* [本文]
本日は私学の立地とマーケットに関連するであろう記事をご紹介いたします。

日経より。


私鉄発 住みやすい街へ 沿線人口減に先手

(有料会員限定記事となっております。ご容赦ください)


近年、鉄道駅周辺の再開発が相次いでいる印象があります。

その理由が今回の記事には書かれていました。

少子化と高齢化が同時進行する現代から近未来にかけて、沿線住民の転出を防ぐため、鉄道利用者の生活基盤になっている中核駅の近くに、マンションと店舗が一体になった大型複合ビルを建設するなどして利便性を確保する動きが広まっているようです。

人口減によって、都市機能を中心部に集中させる「コンパクトシティー」づくりが都市圏にも広がってきているようです。


この記事で紹介されているのは次のような事例です。

横須賀中央駅近くに約300の住戸や飲食・物販施設が入る38階建ての超高層ビルを建設

笹塚駅に隣接する老朽ビルを、21階建ての商業施設・オフィス・賃貸マンションの複合ビルに建替え

・たまプラーザ駅と駅前の商業施設やマンションを橋渡しする形で新施設を建設、医療機関や介護サービス施設、保育園などを誘致

樟葉駅前の大型商業施設を改装、売り場面積を約1.4倍に拡大

小田急電鉄は学習指導などもする学童保育施設を展開、子育てしやすい環境をつくってファミリー層を沿線に呼び込むのが狙い


都市部は人口減のタイミングが地方に比べて遅れてやってくるわけですが、それでも私鉄各社は今後の人口減を見越していろいろと手を打っているようです。

* [項目一覧]
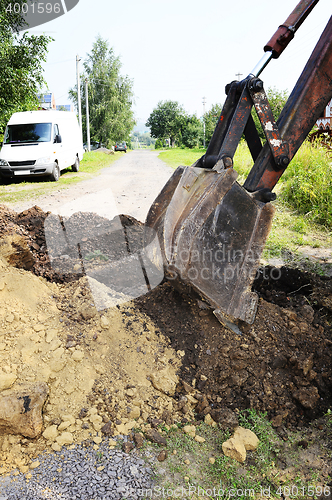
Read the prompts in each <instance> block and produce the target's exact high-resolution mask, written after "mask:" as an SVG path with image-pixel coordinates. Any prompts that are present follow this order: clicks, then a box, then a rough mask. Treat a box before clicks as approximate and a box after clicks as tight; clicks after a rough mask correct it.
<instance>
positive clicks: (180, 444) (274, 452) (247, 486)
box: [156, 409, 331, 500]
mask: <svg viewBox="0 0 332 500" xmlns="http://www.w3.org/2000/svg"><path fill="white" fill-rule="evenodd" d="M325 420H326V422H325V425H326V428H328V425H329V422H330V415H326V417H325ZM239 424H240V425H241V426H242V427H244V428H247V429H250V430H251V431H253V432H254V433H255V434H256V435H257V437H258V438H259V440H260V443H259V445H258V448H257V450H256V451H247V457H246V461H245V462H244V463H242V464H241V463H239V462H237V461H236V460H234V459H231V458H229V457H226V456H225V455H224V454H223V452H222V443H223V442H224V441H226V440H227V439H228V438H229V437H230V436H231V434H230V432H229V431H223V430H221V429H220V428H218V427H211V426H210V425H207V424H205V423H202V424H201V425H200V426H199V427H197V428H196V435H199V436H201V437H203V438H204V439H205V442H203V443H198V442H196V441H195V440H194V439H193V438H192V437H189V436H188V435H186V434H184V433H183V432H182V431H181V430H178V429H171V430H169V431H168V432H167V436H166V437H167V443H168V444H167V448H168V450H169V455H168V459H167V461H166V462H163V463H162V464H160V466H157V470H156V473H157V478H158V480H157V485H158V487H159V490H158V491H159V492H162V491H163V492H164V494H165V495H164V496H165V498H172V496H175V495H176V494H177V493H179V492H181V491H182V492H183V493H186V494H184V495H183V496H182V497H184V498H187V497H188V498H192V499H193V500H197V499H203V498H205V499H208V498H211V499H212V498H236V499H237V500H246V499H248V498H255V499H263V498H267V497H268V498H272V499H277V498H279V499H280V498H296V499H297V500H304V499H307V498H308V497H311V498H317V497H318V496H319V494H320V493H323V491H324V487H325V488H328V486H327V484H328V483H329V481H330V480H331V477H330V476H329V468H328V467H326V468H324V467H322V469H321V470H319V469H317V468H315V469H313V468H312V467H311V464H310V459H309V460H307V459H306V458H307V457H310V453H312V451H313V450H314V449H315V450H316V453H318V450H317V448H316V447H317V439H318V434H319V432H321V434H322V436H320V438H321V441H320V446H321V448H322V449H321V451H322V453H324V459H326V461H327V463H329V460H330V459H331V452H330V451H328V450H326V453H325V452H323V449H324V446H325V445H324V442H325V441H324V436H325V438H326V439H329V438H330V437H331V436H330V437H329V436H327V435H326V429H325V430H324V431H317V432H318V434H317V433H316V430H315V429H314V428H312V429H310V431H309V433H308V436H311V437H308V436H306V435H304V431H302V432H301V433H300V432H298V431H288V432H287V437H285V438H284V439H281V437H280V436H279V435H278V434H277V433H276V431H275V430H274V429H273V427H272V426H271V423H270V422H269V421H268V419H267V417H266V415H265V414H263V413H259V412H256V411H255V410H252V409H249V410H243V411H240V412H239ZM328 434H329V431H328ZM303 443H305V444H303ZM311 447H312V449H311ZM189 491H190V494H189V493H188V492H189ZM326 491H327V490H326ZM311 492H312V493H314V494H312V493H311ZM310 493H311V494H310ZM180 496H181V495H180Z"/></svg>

--

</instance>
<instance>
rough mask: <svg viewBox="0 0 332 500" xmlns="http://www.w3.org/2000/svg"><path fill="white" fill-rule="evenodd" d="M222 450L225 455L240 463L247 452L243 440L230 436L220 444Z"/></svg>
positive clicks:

* * *

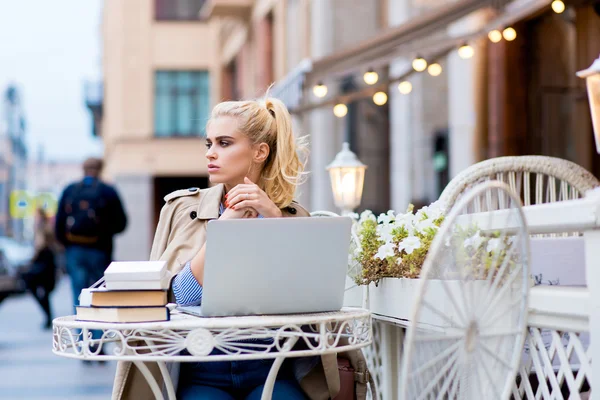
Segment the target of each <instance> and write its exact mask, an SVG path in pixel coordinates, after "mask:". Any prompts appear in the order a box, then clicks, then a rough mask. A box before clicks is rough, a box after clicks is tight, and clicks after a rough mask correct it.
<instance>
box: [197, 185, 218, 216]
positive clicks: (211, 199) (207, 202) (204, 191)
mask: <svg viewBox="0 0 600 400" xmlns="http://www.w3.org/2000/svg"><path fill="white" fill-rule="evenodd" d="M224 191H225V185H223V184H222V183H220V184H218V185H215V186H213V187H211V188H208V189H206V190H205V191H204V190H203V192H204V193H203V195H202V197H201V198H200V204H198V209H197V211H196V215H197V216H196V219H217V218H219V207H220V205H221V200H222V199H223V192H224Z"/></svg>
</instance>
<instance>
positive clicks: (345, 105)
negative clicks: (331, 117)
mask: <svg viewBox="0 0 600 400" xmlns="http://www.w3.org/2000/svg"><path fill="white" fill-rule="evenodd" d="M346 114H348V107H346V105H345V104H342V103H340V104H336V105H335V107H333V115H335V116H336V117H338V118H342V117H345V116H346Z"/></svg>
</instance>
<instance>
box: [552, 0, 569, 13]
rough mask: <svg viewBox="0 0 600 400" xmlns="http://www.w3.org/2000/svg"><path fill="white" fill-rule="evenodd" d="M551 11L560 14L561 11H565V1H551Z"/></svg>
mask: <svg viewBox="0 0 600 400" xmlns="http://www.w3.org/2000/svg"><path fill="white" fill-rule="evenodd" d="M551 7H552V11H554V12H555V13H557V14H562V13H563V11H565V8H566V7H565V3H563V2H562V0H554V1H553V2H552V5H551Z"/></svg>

* [作業指示]
1 – 本文の「少子化と高齢化が同時進行する」から「も広がってきているようです。」までの範囲を、一字一句変えずに複製してください。
2 – 本文で再開発などの事例の場所として挙げられている駅名を、すべて列挙してください。

* [解答]
1 –
少子化と高齢化が同時進行する現代から近未来にかけて、沿線住民の転出を防ぐため、鉄道利用者の生活基盤になっている中核駅の近くに、マンションと店舗が一体になった大型複合ビルを建設するなどして利便性を確保する動きが広まっているようです。

人口減によって、都市機能を中心部に集中させる「コンパクトシティー」づくりが都市圏にも広がってきているようです。

2 –
横須賀中央駅
笹塚駅
たまプラーザ駅
樟葉駅